[GIVEN DATA]
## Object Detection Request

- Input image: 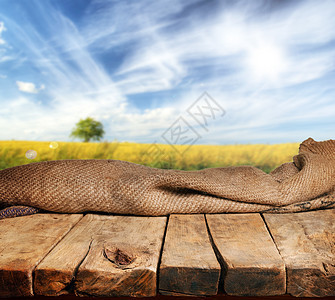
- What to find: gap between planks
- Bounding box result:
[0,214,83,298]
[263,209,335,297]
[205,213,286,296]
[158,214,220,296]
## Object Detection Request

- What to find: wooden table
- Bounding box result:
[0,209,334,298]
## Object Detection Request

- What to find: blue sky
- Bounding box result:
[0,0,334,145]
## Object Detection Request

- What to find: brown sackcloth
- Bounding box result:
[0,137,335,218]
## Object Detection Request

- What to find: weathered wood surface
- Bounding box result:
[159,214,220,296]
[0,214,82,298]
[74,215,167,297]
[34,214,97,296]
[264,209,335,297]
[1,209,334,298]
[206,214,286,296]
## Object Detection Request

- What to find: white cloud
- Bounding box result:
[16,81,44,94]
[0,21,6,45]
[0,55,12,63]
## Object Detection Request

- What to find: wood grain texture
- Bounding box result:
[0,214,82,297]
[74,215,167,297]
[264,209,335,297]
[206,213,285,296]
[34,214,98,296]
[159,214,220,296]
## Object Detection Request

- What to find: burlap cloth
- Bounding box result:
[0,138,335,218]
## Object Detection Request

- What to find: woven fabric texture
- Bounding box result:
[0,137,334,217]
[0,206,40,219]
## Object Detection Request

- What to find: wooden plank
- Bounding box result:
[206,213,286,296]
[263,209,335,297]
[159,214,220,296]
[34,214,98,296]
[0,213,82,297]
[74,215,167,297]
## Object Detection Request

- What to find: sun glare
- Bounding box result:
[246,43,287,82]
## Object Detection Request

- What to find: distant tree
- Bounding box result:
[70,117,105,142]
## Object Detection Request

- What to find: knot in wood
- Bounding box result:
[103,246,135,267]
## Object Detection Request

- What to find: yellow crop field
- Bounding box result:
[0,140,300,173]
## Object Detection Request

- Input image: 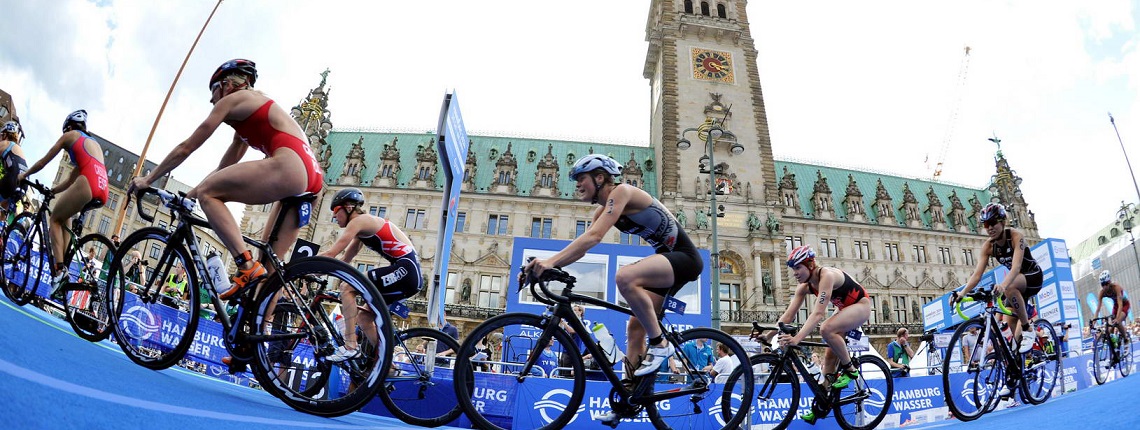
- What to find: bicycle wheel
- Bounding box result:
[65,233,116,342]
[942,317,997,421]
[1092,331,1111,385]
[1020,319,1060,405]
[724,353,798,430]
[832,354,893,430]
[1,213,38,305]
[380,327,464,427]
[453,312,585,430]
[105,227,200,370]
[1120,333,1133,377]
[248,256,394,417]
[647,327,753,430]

[WHAT IS EXPECTED]
As you read the records above, find each line that contains "texture" and copy it.

[YOUR SOLUTION]
- What to find: wood grain texture
- What to find: woven fabric texture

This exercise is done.